(Items listed in a dataset)
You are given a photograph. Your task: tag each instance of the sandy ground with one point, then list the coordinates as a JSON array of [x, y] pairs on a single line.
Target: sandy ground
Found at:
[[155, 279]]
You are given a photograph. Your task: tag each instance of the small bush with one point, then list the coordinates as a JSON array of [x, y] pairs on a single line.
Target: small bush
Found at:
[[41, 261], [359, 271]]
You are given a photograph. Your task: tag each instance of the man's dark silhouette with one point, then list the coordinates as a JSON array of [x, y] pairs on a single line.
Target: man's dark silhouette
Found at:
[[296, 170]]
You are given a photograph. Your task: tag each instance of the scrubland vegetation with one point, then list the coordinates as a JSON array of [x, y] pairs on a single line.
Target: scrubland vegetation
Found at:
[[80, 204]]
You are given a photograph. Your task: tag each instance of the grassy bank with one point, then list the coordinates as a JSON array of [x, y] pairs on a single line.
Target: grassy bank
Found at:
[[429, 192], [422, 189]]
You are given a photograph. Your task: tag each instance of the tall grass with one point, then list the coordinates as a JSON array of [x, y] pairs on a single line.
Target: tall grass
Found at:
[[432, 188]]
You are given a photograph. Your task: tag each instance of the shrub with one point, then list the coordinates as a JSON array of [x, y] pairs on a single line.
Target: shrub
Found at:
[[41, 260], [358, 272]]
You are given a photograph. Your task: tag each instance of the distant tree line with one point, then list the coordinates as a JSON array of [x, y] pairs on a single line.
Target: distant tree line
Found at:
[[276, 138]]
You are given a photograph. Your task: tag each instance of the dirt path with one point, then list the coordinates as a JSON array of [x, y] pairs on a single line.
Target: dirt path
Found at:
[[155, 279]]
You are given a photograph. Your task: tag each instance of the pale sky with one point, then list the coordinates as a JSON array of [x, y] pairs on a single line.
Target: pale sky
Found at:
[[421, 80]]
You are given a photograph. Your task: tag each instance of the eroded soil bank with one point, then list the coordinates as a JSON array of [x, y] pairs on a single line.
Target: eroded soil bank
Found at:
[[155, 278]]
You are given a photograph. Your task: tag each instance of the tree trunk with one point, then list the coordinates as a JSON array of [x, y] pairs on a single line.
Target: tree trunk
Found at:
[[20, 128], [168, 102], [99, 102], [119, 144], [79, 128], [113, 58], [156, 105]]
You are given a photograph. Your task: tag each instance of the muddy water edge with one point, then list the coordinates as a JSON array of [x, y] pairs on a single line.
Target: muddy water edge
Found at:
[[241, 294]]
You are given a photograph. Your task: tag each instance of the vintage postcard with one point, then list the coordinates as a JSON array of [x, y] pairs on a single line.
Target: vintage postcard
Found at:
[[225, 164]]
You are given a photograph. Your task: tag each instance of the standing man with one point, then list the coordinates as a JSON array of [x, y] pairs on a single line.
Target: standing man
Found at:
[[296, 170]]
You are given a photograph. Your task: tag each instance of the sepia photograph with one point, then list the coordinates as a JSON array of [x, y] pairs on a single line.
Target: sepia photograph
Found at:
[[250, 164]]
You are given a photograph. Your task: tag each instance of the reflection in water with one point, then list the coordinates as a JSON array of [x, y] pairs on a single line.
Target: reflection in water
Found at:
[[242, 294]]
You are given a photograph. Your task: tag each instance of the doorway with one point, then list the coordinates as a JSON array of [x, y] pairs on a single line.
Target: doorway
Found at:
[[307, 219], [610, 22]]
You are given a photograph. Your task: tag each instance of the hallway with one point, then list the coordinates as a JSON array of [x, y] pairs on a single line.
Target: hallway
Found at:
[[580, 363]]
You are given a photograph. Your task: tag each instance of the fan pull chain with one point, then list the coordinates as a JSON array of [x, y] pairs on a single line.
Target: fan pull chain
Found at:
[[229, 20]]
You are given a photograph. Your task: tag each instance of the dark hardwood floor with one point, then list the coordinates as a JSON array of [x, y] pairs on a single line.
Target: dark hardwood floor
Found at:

> _STATED PROBLEM_: Could you quote all of the rows above, line for line, with no changes?

> _RESULT_:
You are given a photograph. Your task: tag each instance of the sandy ground with one point, then list the coordinates as a JSON array of [x, y] pairs on a single line.
Target: sandy ground
Found at:
[[155, 279]]
You are given a photograph. Your task: tag each instance of the small bush with one point, then list the coordinates as a JSON array of [x, y] pairs on a single line.
Target: small bush
Found at:
[[41, 261], [359, 271]]
You are given a photograph. Your task: tag each instance of the man's dark silhouette with one point, then list the coordinates as a JSON array of [x, y] pairs on a single line.
Target: man's dark silhouette
Found at:
[[296, 170]]
You are given a photograph. Your task: tag each instance of the scrubland vegetation with one point, then list the coordinates as a JSON array of [x, y] pairs on a single line.
Target: scrubland vegetation
Found at:
[[80, 204]]
You are given a photograph. Your task: tag each instance of the grassy bank with one point, then list the coordinates as a JSON array of [x, y] pairs on a single line.
Target: grassy bank
Found at:
[[429, 192], [422, 189]]
You are given a photograph. Your task: tag each instance of the tall grass with one point, then list the coordinates as a JSON array of [x, y] pairs on a single line.
Target: tall grass
Found at:
[[432, 188]]
You are given a photograph. Your task: tag each instance of the shrub with one point, then list the coordinates as a JSON array of [x, y] pairs on a single line.
Target: shrub
Found at:
[[41, 260], [358, 272]]
You are given a photograph. Your task: tag each instance of the distant tree line with one point, then list the coordinates as a JSON array of [x, y] pairs on a single line.
Target: distant tree line
Found at:
[[276, 138]]
You are given a photograph. Your task: tag each instance of the dirt path with one point, then list the coordinates as a JSON array of [x, y] pairs on a single line.
Target: dirt path
Found at:
[[155, 279]]
You are given a photograph. Your task: tag each instance of the pale sky with one point, then list the coordinates as a JSON array of [x, y] pairs on a single line.
Target: pale sky
Found at:
[[421, 80]]
You are given a photograph. Your task: tag each instance of the eroded soil bank with one point, then list the coordinates as a JSON array of [x, y] pairs on a single line.
Target: eroded soil bank
Found at:
[[155, 278]]
You are given a photograph. Your task: tag each instance of the tree trunk with one point, then list the coordinates as a JSON array of [x, y] pairs on a single line.
Target: tree trunk
Found at:
[[20, 128], [168, 102], [99, 102], [119, 144], [79, 128], [113, 58], [156, 105]]
You are given a photograph. Your task: tag each instance of the muddy water edge with one point, then list the coordinates as a JSON array of [x, y] pairs on a single line.
Target: muddy water edge
Found at:
[[241, 294]]
You are given a photograph. Your task: tag each instance of the vintage postcard with one point, then list the coordinates as a JSON array of [x, y] pairs on a single line.
Target: vintage postcard
Found at:
[[225, 164]]
You are given a photograph. Your task: tag each instance of the standing man with one point, then list the coordinates as a JSON array of [x, y] pairs on a single line.
Target: standing man
Found at:
[[296, 170]]
You are given a photograph. Your task: tag each instance of the sepia photograph with one point, then list the coordinates as a JSON array of [x, y] pairs on a single line.
Target: sepia photograph
Found at:
[[250, 164]]
You are given a photograph. Your task: tag each instance of the reflection in water with one point, then list the coordinates as a JSON array of [x, y] pairs on a single line.
Target: reflection in water
Found at:
[[242, 294]]
You are given a photograph. Your task: tag each instance of the doorway with one point, then list the coordinates as a JSON array of [x, y] pairs on a single line.
Target: doorway
Found at:
[[307, 219], [610, 22]]
You are given a photograph. Your task: tag each instance of the hallway with one point, then list the coordinates as a JSON array of [x, y] pairs on a single line.
Target: hallway
Found at:
[[580, 363]]
You are given a photograph. Your task: tag each instance of the fan pull chain with one point, then list the coordinates as a JSON array of [x, y] pairs on a single line.
Target: fan pull chain
Found at:
[[229, 20]]
You are given a photograph. Your task: tag each instance of the dark hardwood floor with one point, then list the coordinates as a JSON array of [x, y] pairs on a single line.
Target: dark hardwood floor
Found at:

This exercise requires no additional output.